▶ **GIVEN TASK**
Please rewrite the stretch from the start of the listing through the line containing "471;232;517;282", keeping each request line unchanged and shifting every bounding-box coordinate in the answers up by 123. Leave the pictures out.
═══ RECORDS PROVIDED ═══
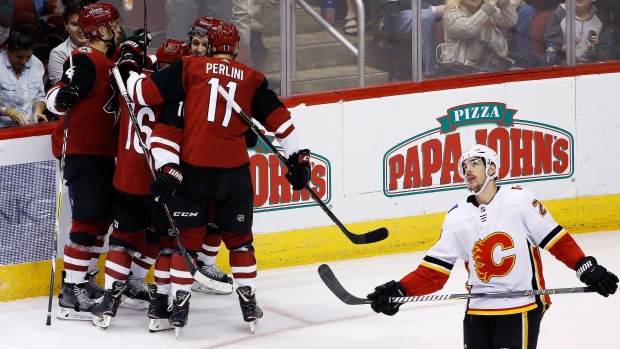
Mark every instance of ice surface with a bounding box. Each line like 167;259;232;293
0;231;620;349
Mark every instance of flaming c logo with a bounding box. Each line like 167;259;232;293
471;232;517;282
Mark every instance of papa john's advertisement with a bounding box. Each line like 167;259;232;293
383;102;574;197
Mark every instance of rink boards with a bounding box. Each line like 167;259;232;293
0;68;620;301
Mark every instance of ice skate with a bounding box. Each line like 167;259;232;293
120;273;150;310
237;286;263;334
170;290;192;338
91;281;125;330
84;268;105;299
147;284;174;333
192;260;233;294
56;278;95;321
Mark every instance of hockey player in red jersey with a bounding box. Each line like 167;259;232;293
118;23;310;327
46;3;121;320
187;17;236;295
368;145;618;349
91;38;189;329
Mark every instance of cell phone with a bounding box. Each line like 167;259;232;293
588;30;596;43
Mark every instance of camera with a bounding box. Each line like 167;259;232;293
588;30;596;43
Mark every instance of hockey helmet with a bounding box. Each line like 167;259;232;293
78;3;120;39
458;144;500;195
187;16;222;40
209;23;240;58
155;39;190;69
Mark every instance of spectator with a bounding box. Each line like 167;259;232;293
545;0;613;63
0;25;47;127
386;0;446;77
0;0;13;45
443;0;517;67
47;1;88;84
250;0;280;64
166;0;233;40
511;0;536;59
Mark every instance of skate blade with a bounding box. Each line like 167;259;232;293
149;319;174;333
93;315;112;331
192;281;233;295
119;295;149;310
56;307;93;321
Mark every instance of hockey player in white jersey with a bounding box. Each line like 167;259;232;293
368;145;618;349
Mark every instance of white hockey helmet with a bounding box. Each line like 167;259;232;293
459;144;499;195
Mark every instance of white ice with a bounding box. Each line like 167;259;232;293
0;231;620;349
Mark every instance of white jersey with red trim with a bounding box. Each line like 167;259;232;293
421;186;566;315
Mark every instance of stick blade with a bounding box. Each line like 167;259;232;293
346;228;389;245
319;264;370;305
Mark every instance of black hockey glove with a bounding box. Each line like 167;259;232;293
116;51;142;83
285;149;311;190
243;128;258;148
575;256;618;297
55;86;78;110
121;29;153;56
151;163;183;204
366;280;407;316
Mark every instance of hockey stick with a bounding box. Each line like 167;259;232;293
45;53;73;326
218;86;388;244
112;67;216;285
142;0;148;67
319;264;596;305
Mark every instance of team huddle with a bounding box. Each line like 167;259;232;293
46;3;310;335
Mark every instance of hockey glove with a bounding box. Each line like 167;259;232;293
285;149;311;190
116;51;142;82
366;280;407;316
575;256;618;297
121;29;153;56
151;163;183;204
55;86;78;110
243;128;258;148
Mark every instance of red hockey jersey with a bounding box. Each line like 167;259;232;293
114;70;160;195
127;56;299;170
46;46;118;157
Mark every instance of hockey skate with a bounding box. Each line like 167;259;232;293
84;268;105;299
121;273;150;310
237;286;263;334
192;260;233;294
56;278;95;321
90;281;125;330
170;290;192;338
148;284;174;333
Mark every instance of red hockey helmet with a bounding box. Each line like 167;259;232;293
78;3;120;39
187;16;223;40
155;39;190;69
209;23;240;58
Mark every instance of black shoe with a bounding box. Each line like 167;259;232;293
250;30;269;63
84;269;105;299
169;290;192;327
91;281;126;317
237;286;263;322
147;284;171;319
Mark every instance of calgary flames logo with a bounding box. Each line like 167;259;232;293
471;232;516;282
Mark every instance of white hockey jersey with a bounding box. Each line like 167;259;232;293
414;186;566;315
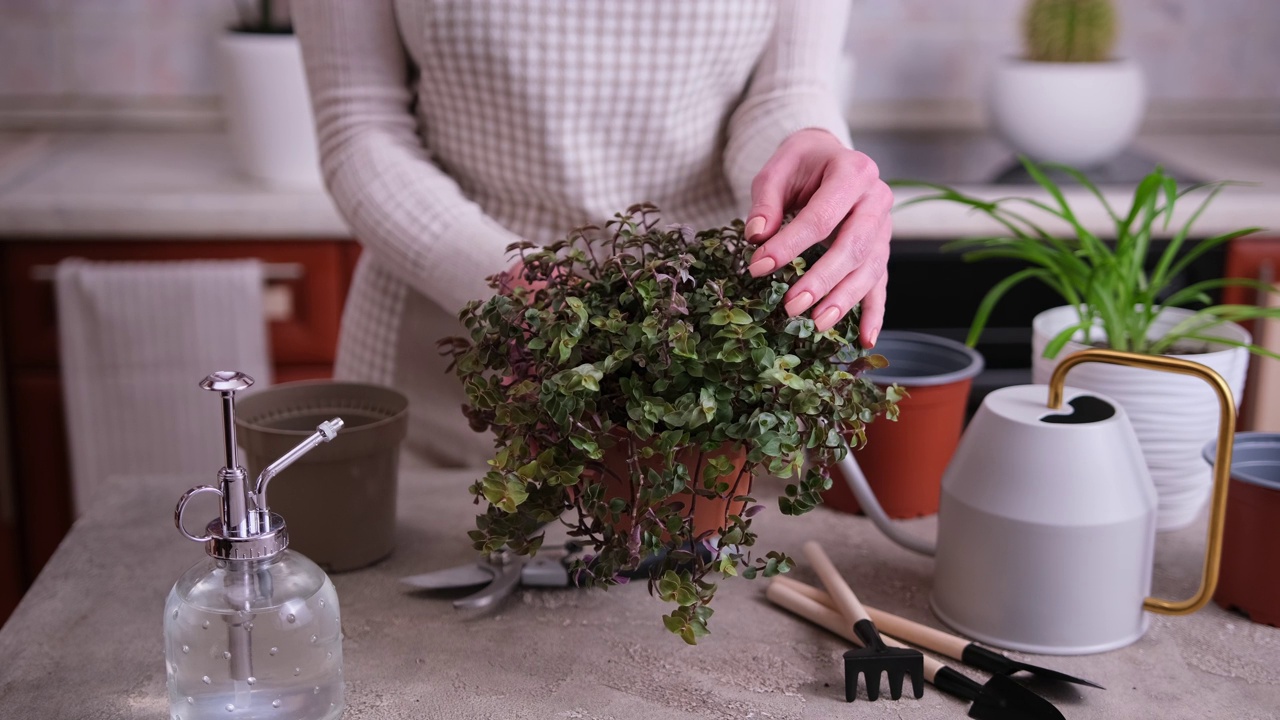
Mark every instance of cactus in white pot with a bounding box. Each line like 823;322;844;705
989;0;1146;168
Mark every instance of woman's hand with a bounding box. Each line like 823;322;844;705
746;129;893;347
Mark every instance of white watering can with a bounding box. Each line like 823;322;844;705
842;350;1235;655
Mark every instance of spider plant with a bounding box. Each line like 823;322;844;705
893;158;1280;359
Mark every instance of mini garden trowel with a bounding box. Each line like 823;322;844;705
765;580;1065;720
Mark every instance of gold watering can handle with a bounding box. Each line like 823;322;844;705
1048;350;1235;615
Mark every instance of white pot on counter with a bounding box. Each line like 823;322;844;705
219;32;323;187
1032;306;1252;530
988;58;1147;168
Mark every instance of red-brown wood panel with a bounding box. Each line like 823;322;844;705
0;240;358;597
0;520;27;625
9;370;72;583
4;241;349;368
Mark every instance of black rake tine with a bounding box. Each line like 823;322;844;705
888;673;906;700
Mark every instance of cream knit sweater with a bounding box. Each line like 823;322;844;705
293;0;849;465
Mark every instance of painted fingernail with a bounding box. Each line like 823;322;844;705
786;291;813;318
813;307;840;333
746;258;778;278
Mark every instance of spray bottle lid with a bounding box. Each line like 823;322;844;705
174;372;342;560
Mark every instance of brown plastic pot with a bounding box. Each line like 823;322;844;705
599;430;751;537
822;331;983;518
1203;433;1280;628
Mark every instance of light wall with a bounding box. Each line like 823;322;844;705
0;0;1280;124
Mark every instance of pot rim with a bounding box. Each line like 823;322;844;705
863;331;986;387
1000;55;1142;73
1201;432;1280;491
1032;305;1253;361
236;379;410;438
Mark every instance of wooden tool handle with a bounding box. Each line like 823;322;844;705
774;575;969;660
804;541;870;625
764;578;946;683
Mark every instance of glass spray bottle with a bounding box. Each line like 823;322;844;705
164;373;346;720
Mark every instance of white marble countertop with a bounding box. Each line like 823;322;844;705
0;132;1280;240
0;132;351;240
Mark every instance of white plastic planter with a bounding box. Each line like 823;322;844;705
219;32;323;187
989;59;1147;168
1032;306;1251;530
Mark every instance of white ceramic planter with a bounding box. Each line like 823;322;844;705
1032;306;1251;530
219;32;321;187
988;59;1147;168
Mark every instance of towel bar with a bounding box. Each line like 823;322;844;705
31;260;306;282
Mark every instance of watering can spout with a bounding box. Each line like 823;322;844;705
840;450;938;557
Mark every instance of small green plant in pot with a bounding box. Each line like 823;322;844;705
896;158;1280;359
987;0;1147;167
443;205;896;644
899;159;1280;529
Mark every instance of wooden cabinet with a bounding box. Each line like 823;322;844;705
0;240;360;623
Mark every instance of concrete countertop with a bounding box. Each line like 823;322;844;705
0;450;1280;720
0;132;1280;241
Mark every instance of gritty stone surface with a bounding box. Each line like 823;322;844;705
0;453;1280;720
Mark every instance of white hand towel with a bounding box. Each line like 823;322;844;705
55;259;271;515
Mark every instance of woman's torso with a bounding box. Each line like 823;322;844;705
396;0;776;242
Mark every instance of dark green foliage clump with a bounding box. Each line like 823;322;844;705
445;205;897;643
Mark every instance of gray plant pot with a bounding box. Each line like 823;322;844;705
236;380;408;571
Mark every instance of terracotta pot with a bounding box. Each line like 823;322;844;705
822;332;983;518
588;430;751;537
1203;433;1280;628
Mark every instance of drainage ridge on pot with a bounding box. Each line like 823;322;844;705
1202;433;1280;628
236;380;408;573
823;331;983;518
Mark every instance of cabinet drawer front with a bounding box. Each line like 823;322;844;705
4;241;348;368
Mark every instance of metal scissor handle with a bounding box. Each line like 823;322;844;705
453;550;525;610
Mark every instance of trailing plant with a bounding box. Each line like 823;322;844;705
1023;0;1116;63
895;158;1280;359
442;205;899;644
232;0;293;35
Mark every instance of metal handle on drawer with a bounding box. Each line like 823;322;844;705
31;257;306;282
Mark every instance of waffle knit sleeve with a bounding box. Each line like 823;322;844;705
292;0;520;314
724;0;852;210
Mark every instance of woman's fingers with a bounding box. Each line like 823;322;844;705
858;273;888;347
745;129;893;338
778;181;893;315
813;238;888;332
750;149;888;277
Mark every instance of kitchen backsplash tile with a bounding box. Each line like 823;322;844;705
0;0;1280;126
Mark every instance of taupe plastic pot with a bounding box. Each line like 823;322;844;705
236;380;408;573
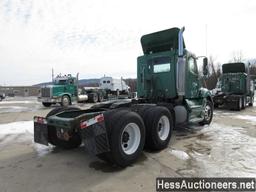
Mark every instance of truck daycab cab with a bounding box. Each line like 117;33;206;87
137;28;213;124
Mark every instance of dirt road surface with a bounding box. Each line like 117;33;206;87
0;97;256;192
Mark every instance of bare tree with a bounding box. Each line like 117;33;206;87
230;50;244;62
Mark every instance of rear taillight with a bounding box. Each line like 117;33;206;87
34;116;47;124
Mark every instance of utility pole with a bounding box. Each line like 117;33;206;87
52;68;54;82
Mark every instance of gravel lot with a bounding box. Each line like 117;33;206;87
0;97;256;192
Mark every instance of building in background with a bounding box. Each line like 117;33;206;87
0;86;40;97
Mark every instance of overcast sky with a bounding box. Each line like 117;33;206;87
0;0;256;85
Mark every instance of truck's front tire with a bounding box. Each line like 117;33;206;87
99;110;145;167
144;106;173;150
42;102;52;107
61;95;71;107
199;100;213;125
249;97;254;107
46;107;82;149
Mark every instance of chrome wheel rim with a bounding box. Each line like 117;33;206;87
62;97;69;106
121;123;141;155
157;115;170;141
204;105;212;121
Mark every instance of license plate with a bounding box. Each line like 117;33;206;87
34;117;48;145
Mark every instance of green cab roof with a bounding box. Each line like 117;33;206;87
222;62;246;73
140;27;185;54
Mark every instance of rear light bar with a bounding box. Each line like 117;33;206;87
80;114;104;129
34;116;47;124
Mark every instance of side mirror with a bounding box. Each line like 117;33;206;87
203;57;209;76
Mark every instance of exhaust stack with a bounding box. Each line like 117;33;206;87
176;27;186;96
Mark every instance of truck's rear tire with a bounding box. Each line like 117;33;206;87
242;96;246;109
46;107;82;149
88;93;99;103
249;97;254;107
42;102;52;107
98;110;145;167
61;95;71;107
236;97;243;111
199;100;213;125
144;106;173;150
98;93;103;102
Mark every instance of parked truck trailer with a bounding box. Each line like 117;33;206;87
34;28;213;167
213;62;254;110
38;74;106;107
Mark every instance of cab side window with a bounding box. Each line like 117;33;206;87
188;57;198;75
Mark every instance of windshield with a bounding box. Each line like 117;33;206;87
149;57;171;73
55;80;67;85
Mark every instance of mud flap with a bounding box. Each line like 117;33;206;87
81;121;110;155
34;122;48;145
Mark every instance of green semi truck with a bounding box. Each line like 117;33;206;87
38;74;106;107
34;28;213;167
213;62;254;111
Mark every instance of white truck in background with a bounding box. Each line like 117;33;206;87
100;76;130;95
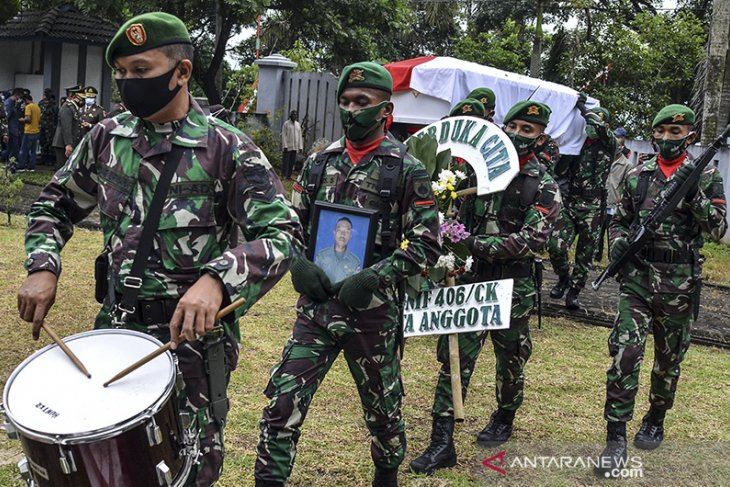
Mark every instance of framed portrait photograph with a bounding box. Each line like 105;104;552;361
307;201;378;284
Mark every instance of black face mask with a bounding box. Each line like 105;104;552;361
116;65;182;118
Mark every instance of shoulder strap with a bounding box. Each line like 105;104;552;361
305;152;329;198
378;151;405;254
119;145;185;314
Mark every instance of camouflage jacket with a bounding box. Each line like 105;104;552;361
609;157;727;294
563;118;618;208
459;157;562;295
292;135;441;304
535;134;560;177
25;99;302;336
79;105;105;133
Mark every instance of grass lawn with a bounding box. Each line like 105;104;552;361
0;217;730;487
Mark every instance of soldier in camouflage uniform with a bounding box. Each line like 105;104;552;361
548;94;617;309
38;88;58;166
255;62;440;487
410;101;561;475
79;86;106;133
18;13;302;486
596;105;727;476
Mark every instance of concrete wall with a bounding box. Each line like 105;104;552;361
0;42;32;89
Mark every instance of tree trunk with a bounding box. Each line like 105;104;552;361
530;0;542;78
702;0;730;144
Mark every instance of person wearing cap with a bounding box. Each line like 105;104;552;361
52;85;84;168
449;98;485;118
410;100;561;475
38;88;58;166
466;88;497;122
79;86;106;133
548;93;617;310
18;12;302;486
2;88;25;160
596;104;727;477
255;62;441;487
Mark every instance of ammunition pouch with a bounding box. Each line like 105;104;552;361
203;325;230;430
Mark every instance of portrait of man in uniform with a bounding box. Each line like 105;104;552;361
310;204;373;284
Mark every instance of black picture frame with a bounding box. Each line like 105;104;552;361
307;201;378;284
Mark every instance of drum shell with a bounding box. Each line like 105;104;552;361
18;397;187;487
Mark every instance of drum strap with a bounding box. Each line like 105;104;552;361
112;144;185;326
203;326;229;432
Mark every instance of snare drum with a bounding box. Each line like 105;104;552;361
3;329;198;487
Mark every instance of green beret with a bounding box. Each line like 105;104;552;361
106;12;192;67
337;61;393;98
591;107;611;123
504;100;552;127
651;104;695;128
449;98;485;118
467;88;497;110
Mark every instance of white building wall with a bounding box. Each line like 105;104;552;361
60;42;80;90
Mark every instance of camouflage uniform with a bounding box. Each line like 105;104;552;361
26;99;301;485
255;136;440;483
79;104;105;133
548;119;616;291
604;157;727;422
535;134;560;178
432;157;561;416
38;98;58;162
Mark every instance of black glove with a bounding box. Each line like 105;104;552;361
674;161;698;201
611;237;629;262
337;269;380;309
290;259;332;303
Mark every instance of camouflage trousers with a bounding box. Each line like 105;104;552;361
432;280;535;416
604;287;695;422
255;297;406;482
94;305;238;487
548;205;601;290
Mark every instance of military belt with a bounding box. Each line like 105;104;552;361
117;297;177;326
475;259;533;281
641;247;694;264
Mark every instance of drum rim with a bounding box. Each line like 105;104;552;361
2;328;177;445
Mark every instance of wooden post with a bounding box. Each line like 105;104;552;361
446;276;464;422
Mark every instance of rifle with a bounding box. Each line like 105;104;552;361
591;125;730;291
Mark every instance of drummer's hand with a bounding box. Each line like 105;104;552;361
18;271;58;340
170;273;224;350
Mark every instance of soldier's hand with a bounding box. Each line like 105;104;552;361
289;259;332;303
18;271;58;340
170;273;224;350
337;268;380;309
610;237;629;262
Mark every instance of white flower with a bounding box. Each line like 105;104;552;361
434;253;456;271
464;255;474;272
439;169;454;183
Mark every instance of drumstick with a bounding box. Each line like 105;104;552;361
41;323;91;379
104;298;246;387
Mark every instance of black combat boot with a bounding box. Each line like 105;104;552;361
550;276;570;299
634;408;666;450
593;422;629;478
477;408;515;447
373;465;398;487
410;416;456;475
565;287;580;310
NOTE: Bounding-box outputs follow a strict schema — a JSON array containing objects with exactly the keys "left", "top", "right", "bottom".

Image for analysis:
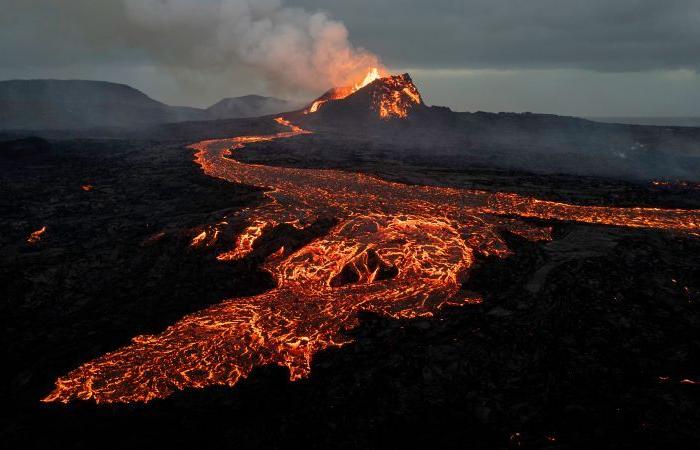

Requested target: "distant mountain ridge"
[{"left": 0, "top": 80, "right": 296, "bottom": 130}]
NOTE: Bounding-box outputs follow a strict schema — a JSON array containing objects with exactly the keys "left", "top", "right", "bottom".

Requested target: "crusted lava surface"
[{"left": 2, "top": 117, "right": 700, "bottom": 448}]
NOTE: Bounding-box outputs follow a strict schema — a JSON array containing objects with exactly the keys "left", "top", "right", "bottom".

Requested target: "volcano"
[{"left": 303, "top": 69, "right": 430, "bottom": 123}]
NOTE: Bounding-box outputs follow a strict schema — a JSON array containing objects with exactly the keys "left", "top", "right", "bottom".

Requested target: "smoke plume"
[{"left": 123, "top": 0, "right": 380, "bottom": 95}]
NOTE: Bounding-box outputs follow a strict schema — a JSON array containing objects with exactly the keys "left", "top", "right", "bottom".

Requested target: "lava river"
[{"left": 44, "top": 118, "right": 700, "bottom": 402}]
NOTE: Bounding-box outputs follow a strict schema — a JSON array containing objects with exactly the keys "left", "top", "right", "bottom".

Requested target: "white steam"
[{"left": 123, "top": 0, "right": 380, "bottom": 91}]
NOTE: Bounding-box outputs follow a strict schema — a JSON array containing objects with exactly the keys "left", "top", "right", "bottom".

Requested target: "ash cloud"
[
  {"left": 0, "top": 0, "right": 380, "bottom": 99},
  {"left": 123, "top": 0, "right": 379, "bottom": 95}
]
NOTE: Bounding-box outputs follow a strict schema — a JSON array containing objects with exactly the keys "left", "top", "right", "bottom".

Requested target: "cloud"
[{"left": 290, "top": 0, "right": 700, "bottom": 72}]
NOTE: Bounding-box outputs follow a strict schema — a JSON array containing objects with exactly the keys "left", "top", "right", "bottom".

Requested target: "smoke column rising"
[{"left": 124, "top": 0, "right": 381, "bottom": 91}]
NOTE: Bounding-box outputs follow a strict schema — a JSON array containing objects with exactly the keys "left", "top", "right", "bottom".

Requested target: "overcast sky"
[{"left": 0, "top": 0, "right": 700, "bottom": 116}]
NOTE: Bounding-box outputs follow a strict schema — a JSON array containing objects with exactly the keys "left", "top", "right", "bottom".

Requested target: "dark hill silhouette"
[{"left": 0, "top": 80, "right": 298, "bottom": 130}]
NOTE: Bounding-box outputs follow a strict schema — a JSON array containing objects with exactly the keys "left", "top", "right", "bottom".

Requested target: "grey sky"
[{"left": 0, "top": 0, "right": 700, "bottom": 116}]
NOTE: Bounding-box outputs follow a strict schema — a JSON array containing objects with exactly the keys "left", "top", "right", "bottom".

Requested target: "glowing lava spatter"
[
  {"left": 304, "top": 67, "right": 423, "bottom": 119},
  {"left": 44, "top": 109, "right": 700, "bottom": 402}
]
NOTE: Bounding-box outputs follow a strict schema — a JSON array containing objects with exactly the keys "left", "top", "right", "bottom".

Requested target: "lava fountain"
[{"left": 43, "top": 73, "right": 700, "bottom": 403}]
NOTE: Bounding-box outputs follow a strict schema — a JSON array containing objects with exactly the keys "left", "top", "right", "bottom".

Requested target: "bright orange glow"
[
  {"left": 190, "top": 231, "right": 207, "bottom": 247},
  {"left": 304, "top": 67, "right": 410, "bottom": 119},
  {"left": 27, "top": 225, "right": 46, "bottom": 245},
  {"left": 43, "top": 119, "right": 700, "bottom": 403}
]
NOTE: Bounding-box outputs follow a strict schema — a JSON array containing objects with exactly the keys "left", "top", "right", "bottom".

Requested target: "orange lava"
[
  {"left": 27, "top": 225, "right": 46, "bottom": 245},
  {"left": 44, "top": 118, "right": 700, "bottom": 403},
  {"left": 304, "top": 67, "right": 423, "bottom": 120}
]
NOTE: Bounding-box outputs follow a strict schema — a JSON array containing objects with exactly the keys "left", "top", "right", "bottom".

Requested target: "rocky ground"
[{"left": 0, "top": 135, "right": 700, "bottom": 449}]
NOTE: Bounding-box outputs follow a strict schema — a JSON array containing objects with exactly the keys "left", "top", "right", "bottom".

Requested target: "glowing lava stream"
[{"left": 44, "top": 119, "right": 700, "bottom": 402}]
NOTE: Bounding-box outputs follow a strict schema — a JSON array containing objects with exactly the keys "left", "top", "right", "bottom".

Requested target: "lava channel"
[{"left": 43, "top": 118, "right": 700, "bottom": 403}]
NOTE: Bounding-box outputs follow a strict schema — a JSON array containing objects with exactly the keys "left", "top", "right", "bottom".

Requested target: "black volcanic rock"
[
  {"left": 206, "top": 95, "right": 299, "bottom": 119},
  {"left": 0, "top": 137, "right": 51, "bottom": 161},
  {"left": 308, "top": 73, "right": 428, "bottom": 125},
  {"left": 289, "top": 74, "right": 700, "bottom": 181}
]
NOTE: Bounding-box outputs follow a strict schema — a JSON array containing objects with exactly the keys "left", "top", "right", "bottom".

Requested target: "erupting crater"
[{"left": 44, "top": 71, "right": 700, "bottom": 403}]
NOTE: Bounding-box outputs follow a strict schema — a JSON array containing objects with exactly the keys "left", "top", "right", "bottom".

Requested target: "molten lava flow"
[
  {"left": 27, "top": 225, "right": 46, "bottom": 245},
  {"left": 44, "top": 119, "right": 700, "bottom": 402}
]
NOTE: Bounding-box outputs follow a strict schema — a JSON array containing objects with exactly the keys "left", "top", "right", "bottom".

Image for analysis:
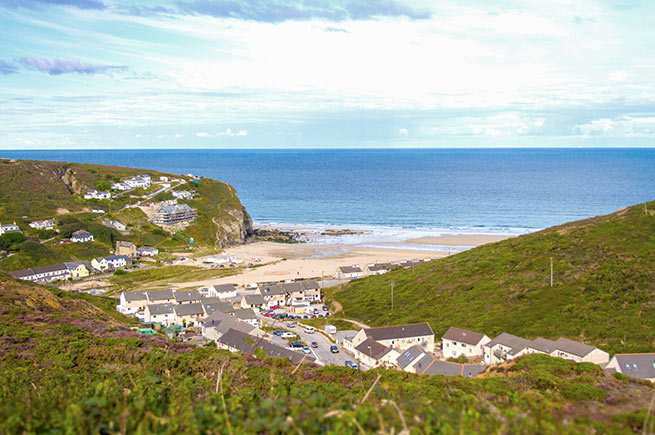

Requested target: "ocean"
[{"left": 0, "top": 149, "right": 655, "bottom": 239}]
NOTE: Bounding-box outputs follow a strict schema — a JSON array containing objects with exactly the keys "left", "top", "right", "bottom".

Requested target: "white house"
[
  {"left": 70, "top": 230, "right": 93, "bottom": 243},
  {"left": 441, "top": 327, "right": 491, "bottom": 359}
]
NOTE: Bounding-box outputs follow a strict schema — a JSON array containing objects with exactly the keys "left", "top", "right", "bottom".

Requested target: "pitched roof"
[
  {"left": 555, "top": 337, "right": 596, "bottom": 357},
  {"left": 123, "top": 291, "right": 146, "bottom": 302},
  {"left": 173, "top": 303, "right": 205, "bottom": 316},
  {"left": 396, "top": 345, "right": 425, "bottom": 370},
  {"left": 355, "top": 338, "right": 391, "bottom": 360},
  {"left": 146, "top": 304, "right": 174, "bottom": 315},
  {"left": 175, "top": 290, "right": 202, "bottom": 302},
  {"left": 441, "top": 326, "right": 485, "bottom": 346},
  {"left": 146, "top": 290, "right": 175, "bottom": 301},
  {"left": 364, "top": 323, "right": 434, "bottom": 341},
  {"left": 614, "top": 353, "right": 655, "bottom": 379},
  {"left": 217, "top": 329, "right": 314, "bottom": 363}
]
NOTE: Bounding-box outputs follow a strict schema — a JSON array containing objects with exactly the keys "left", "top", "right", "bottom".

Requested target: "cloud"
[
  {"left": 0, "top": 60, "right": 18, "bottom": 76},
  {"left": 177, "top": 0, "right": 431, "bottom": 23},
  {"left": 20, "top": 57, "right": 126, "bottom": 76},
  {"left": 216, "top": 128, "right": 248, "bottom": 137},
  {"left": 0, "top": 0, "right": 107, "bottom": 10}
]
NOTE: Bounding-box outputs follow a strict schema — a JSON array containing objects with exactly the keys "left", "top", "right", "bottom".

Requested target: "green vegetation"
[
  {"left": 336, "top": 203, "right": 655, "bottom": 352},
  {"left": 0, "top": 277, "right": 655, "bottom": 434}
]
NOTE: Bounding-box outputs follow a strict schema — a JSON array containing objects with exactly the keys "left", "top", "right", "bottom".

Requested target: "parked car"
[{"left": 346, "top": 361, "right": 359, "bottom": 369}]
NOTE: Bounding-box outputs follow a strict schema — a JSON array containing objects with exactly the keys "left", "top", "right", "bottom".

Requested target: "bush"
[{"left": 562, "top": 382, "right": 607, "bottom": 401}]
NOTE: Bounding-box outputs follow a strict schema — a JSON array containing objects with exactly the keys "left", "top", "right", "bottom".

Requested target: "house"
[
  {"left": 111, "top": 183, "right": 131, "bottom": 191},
═══
▶ **THE RESULT**
Mark every instance of ice surface with a bounding box. Each line like 167;259;232;293
123;354;743;472
Mark every instance of flaming c logo with a bounding box. Each line like 167;259;232;293
594;355;640;405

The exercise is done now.